#### [WHAT THIS TASK INVOLVES]
Rewrite the listing with every "rough mask" changed to "coarse mask" and everything else left as is. Leave out the pictures.

═══ MATERIALS PROVIDED ═══

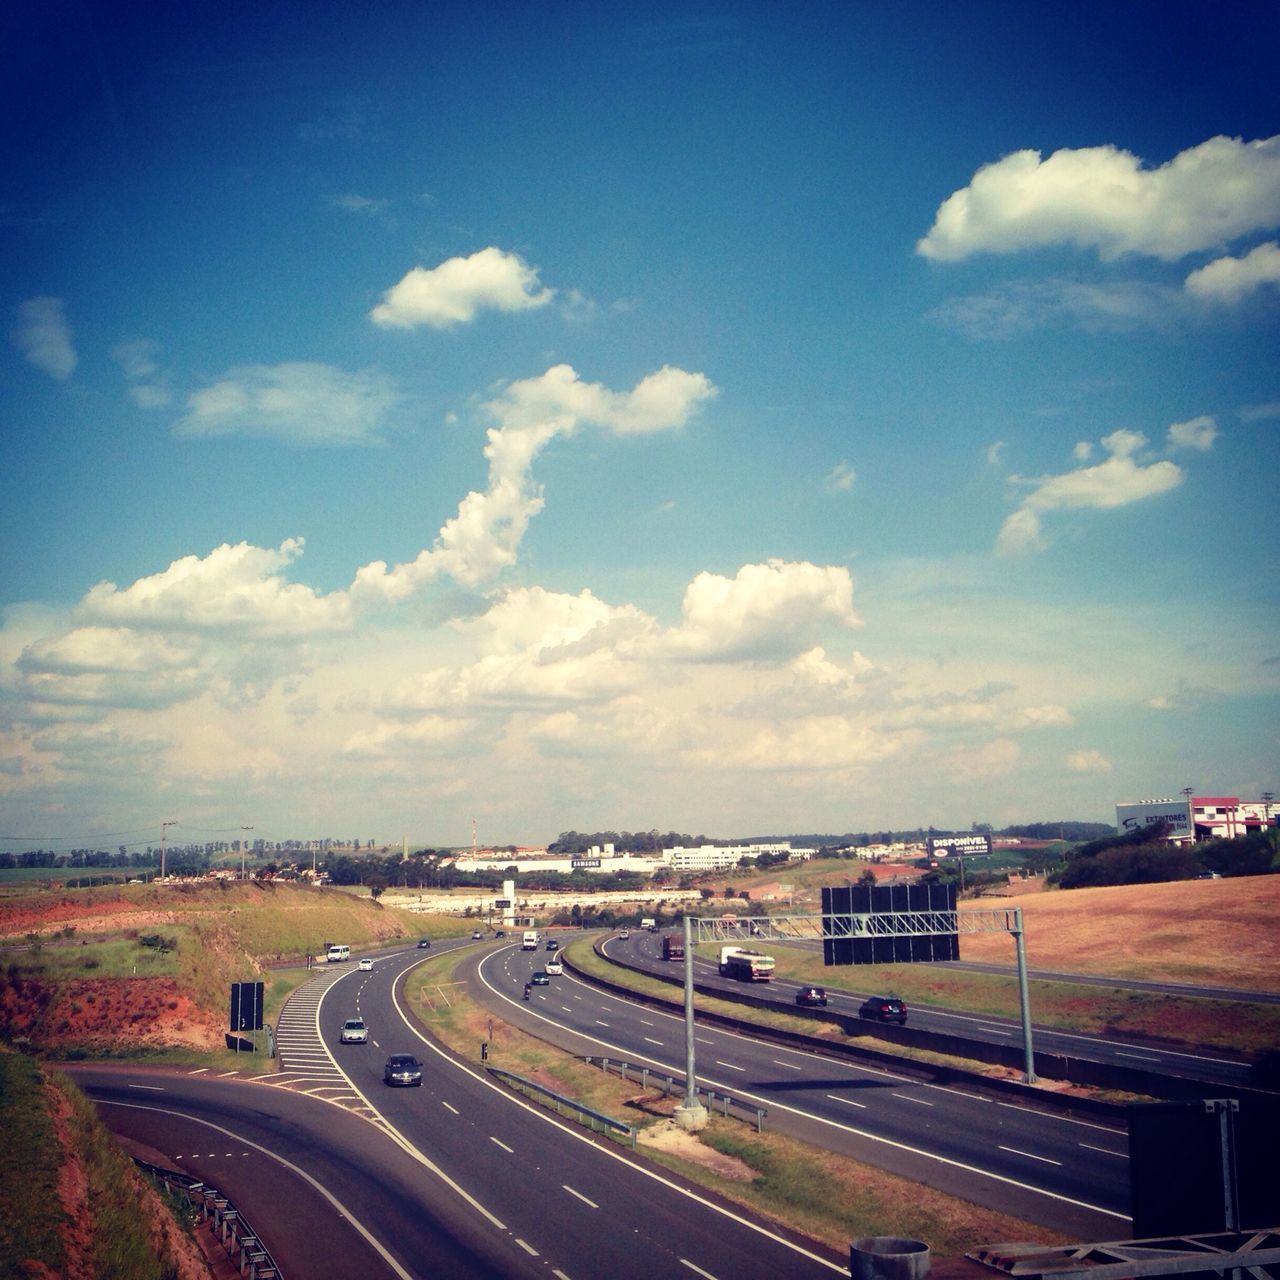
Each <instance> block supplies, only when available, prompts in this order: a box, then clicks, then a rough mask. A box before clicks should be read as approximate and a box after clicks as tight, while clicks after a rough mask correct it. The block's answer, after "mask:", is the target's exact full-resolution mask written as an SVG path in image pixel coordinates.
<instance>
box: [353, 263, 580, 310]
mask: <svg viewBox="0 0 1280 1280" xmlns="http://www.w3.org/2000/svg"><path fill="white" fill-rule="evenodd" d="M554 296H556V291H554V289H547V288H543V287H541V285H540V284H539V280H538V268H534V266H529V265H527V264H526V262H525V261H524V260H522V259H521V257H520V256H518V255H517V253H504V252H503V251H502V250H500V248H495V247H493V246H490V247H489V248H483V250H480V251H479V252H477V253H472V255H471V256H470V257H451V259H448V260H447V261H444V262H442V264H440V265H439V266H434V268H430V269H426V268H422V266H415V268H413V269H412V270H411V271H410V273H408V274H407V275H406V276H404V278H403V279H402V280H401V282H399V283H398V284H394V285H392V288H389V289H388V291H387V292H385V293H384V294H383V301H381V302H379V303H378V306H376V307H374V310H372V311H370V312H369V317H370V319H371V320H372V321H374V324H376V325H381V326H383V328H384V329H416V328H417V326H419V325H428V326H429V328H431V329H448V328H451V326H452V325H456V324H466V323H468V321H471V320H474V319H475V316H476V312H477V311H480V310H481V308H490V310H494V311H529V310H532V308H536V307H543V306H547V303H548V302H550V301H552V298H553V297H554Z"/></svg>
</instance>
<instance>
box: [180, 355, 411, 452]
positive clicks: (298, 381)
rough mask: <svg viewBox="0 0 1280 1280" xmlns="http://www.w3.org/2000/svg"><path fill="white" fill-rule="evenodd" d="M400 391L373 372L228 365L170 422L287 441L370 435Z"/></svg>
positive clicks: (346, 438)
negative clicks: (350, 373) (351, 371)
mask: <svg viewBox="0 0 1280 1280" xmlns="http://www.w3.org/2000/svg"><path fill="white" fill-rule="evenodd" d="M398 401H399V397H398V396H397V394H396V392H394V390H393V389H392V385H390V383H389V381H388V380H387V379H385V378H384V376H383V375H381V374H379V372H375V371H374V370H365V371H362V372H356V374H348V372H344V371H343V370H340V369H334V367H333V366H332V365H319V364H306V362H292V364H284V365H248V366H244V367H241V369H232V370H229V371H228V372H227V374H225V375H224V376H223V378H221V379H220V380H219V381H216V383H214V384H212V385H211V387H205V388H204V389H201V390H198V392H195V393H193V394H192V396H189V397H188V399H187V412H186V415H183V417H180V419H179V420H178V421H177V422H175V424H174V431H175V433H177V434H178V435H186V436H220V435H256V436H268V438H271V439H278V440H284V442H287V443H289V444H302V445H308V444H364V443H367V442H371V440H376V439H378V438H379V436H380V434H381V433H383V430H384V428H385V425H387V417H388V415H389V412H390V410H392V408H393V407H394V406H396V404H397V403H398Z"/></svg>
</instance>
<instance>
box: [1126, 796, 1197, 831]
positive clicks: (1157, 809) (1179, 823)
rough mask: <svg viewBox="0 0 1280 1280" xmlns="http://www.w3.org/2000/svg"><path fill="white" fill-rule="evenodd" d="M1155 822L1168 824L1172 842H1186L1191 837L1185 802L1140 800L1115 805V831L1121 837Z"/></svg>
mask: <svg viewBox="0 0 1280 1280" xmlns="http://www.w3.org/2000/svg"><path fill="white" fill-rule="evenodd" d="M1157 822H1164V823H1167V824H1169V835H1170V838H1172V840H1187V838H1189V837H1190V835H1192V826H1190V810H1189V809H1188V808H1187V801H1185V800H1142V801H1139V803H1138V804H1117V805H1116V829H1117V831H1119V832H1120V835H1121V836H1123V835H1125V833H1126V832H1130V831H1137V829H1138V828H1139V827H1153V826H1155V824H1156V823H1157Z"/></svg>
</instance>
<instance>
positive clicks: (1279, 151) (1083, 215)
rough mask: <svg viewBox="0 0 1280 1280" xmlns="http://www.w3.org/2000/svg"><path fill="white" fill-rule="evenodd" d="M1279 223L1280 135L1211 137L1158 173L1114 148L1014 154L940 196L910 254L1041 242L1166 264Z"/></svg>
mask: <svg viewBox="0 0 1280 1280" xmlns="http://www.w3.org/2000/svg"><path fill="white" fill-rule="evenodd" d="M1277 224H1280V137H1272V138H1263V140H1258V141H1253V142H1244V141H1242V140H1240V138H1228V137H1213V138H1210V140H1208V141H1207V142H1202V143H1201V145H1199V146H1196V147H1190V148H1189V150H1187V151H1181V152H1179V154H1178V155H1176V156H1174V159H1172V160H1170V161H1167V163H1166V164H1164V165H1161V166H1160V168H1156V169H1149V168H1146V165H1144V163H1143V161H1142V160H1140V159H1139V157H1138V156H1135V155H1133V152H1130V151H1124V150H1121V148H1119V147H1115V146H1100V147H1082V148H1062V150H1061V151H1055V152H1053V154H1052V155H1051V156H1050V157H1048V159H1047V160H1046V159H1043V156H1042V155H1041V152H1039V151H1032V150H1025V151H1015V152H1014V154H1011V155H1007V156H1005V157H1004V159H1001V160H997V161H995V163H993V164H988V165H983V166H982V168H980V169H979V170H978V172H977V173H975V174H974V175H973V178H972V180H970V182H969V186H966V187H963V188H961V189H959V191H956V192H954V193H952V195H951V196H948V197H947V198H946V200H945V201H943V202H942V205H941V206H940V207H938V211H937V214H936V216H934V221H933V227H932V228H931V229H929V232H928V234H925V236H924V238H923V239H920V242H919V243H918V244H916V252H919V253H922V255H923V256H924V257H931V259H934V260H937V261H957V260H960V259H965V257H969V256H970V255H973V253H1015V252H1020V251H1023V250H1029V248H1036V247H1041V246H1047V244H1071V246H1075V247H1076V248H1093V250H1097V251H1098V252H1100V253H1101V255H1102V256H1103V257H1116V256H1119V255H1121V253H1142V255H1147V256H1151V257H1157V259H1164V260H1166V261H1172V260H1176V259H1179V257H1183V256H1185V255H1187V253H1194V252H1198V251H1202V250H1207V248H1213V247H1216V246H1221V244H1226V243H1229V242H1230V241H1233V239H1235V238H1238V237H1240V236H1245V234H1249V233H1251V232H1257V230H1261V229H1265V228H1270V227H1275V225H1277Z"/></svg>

═══

#### [REPLY TO THE EXERCISE]
Each <instance> block supplies, only when available, prompts in this order: a box, then clicks, then a coarse mask. A box before clicks should be read as approximate and a box after clicks as tight, while clicks after a coarse mask correct it. The block's answer, after "mask:", is the target's exact full-resolution mask written as an SVG path in image pixel coordinates.
<instance>
box: [353, 263, 580, 310]
mask: <svg viewBox="0 0 1280 1280" xmlns="http://www.w3.org/2000/svg"><path fill="white" fill-rule="evenodd" d="M554 296H556V291H554V289H547V288H543V287H541V285H540V284H539V280H538V268H534V266H529V265H527V264H526V262H525V261H524V260H522V259H521V257H520V256H518V255H517V253H504V252H503V251H502V250H500V248H495V247H493V246H490V247H489V248H483V250H480V251H479V252H477V253H472V255H471V256H470V257H451V259H448V260H447V261H444V262H442V264H440V265H439V266H434V268H430V269H426V268H422V266H415V268H413V269H412V270H411V271H410V273H408V274H407V275H406V276H404V278H403V279H402V280H401V282H399V283H398V284H394V285H392V288H389V289H388V291H387V292H385V293H384V294H383V301H381V302H379V303H378V306H376V307H374V310H372V311H370V312H369V317H370V319H371V320H372V321H374V324H376V325H381V326H383V328H384V329H416V328H417V326H419V325H428V326H429V328H431V329H448V328H451V326H452V325H456V324H466V323H468V321H471V320H474V319H475V316H476V312H477V311H480V310H481V308H490V310H494V311H529V310H532V308H536V307H543V306H547V303H548V302H550V301H552V298H553V297H554Z"/></svg>
</instance>
<instance>
box: [180, 355, 411, 452]
positive clicks: (298, 381)
coarse mask: <svg viewBox="0 0 1280 1280" xmlns="http://www.w3.org/2000/svg"><path fill="white" fill-rule="evenodd" d="M400 391L373 372L228 365L170 422L287 441L370 435Z"/></svg>
positive clicks: (346, 438)
negative clicks: (350, 373) (351, 371)
mask: <svg viewBox="0 0 1280 1280" xmlns="http://www.w3.org/2000/svg"><path fill="white" fill-rule="evenodd" d="M398 401H399V397H398V396H397V394H396V392H394V390H393V389H392V385H390V383H389V381H388V380H387V379H385V378H384V376H383V375H381V374H379V372H375V371H374V370H365V371H362V372H356V374H348V372H344V371H343V370H340V369H334V367H333V366H332V365H319V364H306V362H292V364H284V365H248V366H244V367H241V369H232V370H229V371H228V372H227V374H225V375H224V376H223V378H221V379H220V380H219V381H216V383H214V384H212V385H211V387H205V388H204V389H201V390H198V392H195V393H193V394H192V396H189V397H188V399H187V412H186V415H183V417H180V419H179V420H178V421H177V422H175V424H174V431H175V433H177V434H178V435H186V436H220V435H256V436H268V438H271V439H278V440H284V442H287V443H289V444H302V445H308V444H364V443H367V442H371V440H376V439H378V438H379V436H380V434H381V433H383V430H384V428H385V425H387V417H388V415H389V412H390V410H392V408H393V407H394V406H396V404H397V403H398Z"/></svg>
</instance>
<instance>
box: [1126, 796, 1197, 831]
positive clicks: (1157, 809) (1179, 823)
coarse mask: <svg viewBox="0 0 1280 1280" xmlns="http://www.w3.org/2000/svg"><path fill="white" fill-rule="evenodd" d="M1155 822L1168 824L1172 842H1186L1191 837L1185 802L1140 800L1115 805V831L1121 837Z"/></svg>
mask: <svg viewBox="0 0 1280 1280" xmlns="http://www.w3.org/2000/svg"><path fill="white" fill-rule="evenodd" d="M1157 822H1164V823H1167V824H1169V835H1170V838H1172V840H1187V838H1189V837H1190V835H1192V826H1190V810H1189V809H1188V808H1187V801H1185V800H1142V801H1139V803H1138V804H1117V805H1116V829H1117V831H1119V832H1120V835H1121V836H1123V835H1125V833H1126V832H1130V831H1137V829H1138V828H1139V827H1153V826H1155V824H1156V823H1157Z"/></svg>
</instance>
<instance>
positive clicks: (1279, 151) (1083, 215)
coarse mask: <svg viewBox="0 0 1280 1280" xmlns="http://www.w3.org/2000/svg"><path fill="white" fill-rule="evenodd" d="M1279 223L1280 135L1211 137L1158 173L1114 148L1014 154L940 196L910 254L1041 242L1166 264Z"/></svg>
mask: <svg viewBox="0 0 1280 1280" xmlns="http://www.w3.org/2000/svg"><path fill="white" fill-rule="evenodd" d="M1277 224H1280V137H1272V138H1263V140H1258V141H1253V142H1244V141H1242V140H1240V138H1228V137H1213V138H1210V140H1208V141H1207V142H1202V143H1201V145H1199V146H1196V147H1190V148H1189V150H1187V151H1181V152H1179V154H1178V155H1176V156H1174V159H1172V160H1170V161H1167V163H1166V164H1164V165H1161V166H1160V168H1156V169H1149V168H1146V165H1144V163H1143V161H1142V160H1140V159H1139V157H1138V156H1135V155H1133V152H1130V151H1124V150H1121V148H1119V147H1115V146H1100V147H1082V148H1062V150H1061V151H1055V152H1053V154H1052V155H1051V156H1050V157H1048V159H1047V160H1046V159H1043V156H1042V155H1041V152H1039V151H1032V150H1025V151H1015V152H1014V154H1011V155H1007V156H1005V157H1004V159H1001V160H997V161H995V163H993V164H988V165H983V166H982V168H980V169H979V170H978V172H977V173H975V174H974V175H973V178H972V180H970V182H969V186H966V187H963V188H961V189H959V191H956V192H954V193H952V195H951V196H948V197H947V198H946V200H945V201H943V202H942V205H941V206H940V207H938V211H937V214H936V216H934V221H933V227H932V228H931V229H929V232H928V234H925V236H924V238H923V239H920V242H919V243H918V244H916V252H919V253H922V255H923V256H924V257H931V259H934V260H937V261H957V260H960V259H965V257H969V256H970V255H973V253H1015V252H1020V251H1023V250H1029V248H1036V247H1041V246H1047V244H1071V246H1075V247H1076V248H1093V250H1097V251H1098V252H1100V253H1101V255H1102V256H1103V257H1116V256H1119V255H1121V253H1142V255H1147V256H1151V257H1157V259H1164V260H1166V261H1172V260H1176V259H1179V257H1183V256H1185V255H1187V253H1194V252H1198V251H1202V250H1207V248H1213V247H1216V246H1221V244H1226V243H1229V242H1230V241H1233V239H1235V238H1238V237H1240V236H1245V234H1249V233H1251V232H1257V230H1261V229H1265V228H1270V227H1275V225H1277Z"/></svg>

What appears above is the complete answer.